(PROBLEM TO SOLVE) Check each line of the data for "positive", and copy the ones that have it.

(ENTRIES SUPPLIED)
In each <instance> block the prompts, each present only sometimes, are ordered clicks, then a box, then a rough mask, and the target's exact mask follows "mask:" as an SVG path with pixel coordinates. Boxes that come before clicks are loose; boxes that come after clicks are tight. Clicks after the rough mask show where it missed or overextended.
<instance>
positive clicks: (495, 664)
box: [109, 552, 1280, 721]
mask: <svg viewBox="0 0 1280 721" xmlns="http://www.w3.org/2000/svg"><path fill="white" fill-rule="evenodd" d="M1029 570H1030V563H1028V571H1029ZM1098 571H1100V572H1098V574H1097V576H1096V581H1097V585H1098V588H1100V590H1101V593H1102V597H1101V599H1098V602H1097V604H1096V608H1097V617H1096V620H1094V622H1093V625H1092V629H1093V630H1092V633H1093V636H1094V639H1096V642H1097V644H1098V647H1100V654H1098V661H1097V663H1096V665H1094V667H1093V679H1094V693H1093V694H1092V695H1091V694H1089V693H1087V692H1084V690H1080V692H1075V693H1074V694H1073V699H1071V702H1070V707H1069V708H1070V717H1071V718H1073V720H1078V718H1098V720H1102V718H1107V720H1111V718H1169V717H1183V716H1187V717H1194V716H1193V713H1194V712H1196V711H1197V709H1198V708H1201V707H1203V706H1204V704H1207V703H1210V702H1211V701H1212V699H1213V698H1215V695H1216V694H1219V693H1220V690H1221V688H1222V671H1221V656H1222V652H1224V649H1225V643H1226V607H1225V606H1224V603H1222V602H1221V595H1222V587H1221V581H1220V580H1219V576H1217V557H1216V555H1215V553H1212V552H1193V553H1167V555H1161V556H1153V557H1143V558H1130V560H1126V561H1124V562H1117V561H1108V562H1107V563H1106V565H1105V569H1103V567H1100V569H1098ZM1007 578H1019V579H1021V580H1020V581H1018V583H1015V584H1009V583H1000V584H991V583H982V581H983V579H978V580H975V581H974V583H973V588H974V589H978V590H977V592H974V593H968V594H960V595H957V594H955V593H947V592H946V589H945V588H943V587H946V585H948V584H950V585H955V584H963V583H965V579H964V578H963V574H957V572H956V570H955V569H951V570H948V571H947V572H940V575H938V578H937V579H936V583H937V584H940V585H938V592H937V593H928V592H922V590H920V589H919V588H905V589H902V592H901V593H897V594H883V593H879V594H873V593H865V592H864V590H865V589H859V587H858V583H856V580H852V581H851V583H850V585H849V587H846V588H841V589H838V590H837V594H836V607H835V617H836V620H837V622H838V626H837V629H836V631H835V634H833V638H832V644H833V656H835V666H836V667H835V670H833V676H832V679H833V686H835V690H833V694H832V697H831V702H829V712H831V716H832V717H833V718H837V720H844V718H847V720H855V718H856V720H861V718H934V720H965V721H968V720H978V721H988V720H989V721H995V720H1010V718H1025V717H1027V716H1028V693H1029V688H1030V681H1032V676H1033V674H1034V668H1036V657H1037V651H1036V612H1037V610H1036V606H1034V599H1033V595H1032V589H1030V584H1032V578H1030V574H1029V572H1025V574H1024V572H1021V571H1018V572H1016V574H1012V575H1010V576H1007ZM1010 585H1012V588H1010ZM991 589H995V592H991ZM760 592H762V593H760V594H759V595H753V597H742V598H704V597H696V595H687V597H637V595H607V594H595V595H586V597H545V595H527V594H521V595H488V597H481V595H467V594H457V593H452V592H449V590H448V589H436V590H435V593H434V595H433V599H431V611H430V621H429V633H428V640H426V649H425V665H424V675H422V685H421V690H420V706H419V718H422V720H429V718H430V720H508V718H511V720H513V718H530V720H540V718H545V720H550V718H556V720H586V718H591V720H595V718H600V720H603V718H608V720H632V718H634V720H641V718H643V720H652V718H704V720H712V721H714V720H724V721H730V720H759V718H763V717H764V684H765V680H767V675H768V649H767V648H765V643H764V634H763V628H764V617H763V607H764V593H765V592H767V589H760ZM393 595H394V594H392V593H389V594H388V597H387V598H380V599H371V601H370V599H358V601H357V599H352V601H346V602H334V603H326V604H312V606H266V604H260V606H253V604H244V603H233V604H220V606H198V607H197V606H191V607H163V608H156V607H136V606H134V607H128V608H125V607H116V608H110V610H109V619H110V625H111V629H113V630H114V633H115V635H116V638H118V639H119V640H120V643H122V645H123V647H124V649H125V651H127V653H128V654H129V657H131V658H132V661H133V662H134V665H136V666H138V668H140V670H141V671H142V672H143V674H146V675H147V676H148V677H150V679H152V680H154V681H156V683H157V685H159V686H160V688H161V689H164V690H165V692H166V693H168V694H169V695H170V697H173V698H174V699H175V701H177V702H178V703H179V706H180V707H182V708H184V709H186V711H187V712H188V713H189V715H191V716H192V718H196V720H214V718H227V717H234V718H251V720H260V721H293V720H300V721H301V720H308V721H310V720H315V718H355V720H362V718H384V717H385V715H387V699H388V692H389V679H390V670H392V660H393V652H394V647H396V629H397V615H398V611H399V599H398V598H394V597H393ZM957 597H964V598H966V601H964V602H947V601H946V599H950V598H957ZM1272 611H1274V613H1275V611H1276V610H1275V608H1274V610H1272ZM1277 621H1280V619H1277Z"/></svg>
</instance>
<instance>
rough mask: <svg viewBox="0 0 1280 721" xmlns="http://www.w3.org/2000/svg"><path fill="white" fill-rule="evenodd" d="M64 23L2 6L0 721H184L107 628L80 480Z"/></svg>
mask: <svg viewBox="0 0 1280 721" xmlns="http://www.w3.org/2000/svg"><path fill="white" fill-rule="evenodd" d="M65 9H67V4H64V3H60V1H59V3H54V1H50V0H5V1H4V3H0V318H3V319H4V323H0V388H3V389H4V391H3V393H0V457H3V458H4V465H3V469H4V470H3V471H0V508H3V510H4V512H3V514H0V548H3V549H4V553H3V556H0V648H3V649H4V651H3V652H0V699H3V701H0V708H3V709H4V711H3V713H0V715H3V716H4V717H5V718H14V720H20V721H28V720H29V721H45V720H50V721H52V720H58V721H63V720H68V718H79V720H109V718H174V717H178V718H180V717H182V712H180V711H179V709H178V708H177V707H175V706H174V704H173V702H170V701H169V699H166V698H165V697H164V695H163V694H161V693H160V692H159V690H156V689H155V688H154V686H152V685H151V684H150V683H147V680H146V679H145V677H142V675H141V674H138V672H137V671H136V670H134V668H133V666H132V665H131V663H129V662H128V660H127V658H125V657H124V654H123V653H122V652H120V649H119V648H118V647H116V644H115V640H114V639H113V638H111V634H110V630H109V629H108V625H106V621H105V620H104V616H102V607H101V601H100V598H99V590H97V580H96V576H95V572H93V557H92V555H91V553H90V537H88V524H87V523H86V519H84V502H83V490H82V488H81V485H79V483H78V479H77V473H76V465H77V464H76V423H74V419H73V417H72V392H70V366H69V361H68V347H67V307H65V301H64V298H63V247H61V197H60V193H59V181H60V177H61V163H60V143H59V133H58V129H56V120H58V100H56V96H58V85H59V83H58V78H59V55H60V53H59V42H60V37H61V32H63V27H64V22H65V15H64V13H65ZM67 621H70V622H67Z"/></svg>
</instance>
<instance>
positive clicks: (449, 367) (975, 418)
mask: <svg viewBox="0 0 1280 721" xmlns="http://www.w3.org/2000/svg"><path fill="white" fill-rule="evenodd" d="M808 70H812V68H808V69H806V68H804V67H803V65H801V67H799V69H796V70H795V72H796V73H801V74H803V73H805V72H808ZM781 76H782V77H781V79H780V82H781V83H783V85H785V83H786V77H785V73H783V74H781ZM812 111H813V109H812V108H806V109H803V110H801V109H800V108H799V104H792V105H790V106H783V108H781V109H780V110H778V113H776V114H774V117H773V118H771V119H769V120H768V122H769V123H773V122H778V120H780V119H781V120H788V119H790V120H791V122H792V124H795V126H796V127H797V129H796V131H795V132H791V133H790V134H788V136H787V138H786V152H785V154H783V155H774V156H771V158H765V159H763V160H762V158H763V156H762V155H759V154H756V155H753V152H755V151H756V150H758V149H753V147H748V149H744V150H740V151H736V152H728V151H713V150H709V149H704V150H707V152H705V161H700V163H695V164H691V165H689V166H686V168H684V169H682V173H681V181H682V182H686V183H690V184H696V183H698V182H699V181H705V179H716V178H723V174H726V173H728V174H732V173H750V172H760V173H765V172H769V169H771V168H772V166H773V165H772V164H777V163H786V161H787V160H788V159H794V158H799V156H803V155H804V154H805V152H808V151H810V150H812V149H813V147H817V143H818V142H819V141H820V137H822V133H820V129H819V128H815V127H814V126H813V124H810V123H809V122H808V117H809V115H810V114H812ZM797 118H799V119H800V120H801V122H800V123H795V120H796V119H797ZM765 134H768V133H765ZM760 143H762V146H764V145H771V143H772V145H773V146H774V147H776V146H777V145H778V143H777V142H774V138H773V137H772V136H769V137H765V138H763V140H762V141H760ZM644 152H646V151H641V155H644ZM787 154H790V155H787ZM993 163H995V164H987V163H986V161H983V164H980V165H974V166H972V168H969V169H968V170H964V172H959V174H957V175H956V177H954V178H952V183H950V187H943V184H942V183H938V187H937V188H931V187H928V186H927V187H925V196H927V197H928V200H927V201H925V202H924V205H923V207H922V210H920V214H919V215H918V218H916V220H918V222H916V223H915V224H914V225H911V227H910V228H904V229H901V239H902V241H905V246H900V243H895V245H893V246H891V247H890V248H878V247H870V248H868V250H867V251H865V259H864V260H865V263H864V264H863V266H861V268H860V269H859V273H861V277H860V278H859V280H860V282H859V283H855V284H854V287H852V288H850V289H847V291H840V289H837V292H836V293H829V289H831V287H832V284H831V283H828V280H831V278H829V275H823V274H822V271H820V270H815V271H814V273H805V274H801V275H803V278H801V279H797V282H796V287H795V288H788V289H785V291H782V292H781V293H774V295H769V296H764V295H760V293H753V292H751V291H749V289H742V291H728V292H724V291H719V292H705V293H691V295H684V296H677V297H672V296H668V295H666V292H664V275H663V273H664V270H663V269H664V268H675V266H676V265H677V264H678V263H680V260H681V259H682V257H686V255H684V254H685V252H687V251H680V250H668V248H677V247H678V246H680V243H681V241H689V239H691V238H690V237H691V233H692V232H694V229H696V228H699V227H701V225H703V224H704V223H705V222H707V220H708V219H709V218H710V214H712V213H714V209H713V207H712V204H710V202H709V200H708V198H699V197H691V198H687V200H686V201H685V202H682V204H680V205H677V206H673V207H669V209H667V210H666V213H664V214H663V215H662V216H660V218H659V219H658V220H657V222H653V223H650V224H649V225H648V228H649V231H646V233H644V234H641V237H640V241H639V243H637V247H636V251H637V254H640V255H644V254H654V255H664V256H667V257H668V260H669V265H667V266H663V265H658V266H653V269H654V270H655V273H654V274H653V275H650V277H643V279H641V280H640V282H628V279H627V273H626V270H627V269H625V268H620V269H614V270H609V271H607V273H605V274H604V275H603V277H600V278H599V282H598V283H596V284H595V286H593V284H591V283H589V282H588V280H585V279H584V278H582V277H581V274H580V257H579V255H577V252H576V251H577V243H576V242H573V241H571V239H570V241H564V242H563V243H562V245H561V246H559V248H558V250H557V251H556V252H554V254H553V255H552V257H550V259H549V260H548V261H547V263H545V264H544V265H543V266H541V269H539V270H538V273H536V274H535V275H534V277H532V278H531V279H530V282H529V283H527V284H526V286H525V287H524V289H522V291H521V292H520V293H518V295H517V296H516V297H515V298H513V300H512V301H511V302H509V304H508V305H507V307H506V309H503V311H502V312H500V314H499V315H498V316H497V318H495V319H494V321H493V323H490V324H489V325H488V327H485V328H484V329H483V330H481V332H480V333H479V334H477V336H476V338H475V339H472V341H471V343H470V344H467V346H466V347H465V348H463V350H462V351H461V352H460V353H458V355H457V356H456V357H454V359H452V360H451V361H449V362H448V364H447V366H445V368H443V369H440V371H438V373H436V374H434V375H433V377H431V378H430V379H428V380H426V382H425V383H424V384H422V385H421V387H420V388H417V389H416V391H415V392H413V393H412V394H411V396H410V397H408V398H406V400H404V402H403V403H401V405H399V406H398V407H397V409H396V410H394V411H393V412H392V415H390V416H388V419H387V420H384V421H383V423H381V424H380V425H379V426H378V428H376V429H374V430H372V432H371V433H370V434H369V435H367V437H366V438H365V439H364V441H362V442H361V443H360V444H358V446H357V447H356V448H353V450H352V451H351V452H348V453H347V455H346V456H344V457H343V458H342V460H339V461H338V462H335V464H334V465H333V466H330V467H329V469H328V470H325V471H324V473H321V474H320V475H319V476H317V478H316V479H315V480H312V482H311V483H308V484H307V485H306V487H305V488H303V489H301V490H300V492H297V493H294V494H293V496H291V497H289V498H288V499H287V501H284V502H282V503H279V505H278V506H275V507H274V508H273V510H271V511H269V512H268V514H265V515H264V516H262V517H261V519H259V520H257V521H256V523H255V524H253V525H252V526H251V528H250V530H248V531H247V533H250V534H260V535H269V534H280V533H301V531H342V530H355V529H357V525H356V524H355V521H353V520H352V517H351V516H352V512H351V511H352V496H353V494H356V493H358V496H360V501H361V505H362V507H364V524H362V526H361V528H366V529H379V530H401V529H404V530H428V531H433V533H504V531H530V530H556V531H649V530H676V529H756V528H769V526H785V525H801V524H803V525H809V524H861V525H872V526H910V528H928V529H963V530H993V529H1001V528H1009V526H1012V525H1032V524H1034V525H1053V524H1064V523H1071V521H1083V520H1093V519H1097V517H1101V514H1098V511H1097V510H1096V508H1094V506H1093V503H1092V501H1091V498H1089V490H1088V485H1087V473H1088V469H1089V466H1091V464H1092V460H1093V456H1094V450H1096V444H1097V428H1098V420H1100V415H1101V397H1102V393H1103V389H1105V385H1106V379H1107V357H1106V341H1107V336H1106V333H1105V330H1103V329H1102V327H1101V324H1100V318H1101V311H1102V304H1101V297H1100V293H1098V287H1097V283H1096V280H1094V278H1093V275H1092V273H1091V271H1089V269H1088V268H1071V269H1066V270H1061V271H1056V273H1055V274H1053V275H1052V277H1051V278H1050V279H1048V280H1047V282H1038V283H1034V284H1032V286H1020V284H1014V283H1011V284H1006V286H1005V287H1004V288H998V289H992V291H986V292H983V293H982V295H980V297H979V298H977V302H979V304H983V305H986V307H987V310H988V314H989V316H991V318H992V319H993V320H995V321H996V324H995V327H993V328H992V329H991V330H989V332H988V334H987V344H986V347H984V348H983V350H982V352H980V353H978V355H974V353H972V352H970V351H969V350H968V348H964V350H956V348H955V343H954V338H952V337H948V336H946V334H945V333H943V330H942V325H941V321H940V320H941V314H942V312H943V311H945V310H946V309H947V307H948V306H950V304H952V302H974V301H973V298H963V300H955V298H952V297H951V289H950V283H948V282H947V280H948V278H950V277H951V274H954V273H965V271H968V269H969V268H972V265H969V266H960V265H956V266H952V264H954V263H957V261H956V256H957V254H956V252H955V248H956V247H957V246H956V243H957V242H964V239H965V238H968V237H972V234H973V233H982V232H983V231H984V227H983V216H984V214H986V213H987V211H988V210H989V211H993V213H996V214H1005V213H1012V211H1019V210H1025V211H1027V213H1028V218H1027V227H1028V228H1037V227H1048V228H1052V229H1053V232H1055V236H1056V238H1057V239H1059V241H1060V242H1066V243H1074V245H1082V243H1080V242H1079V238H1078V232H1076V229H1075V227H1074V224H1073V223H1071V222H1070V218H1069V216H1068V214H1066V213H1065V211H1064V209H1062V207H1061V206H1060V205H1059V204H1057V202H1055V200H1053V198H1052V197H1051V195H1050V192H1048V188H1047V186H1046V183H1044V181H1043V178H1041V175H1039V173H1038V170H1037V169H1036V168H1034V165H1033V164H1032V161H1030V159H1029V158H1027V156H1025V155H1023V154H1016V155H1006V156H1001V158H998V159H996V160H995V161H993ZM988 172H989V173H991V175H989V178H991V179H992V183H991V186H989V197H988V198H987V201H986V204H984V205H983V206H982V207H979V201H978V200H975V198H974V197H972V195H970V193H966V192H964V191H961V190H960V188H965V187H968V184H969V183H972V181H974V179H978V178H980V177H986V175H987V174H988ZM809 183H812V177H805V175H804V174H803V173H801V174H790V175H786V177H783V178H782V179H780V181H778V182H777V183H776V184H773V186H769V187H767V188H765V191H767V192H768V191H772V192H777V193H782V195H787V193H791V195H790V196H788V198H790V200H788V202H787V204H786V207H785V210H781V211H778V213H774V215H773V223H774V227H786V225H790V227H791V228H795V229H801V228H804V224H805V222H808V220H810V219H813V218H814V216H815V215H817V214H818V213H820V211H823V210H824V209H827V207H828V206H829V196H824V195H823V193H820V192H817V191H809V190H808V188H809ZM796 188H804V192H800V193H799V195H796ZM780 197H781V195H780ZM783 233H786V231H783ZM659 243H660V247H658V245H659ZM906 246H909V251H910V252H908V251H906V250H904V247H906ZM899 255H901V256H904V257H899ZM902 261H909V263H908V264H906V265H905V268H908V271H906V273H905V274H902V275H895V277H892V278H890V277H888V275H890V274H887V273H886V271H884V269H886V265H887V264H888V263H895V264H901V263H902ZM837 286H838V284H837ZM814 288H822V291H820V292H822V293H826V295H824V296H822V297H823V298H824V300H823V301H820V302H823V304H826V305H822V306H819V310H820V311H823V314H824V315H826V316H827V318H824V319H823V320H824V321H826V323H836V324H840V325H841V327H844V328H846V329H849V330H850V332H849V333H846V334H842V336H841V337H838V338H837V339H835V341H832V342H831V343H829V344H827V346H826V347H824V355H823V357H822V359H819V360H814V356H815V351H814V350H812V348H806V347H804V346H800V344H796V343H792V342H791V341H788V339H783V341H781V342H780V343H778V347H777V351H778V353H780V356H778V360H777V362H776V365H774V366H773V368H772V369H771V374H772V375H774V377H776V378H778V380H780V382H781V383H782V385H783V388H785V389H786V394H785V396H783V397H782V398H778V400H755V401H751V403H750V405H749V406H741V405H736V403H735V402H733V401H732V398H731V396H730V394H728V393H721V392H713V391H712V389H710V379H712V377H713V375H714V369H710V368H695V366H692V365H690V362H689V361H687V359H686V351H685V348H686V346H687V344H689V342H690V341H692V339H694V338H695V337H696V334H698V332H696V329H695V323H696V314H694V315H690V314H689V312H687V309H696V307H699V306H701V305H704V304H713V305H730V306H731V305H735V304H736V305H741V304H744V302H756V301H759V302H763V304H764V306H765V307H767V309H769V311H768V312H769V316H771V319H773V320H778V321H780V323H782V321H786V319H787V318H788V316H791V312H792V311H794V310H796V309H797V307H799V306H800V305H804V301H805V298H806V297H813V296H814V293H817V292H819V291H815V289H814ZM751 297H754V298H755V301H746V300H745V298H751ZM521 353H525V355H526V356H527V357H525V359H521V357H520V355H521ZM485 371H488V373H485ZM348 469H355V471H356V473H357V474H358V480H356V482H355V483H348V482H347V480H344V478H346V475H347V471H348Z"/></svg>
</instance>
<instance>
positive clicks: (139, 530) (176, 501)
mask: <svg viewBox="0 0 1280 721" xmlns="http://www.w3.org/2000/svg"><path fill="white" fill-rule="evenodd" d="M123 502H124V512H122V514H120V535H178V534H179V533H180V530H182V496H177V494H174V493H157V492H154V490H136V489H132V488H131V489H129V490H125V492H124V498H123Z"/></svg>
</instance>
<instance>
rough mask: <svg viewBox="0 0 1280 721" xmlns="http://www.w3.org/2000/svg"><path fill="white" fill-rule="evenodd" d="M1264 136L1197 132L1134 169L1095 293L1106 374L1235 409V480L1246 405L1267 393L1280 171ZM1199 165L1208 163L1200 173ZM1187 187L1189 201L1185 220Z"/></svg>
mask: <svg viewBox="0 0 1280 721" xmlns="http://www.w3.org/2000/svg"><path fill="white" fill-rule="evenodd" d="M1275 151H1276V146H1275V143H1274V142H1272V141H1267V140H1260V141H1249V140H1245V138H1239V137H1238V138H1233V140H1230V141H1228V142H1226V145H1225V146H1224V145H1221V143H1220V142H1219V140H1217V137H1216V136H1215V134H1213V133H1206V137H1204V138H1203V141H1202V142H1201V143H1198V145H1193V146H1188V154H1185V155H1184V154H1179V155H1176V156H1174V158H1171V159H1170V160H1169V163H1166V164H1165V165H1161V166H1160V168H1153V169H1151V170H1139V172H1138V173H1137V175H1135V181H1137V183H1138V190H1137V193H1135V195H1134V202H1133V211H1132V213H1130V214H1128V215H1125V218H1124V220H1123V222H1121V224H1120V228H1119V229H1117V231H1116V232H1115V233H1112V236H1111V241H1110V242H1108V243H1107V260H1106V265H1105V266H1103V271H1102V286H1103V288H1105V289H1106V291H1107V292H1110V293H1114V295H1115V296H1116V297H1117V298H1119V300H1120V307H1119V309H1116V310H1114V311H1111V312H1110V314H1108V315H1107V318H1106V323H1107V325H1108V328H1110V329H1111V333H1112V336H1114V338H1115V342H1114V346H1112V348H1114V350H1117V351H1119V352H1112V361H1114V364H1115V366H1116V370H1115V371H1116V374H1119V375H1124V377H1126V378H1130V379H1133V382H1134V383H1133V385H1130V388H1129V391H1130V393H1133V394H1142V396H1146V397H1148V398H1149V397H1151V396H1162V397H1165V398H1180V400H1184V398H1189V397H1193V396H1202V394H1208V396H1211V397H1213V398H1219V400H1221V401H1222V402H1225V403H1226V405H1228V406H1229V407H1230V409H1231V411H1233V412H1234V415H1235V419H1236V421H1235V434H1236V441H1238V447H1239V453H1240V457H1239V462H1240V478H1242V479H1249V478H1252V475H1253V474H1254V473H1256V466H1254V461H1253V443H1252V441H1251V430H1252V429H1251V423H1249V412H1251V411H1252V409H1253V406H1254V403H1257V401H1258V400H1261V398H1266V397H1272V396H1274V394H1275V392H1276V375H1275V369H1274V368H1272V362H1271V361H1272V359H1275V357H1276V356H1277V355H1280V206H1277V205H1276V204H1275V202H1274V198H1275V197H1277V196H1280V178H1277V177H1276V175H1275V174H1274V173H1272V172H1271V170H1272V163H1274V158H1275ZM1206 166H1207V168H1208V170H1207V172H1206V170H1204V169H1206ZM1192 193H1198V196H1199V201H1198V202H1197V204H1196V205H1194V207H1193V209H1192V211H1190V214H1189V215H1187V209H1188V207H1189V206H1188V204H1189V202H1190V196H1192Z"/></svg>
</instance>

(EXERCISE ANSWER)
positive clicks: (495, 664)
positive clicks: (449, 367) (975, 418)
positive clicks: (139, 530) (176, 501)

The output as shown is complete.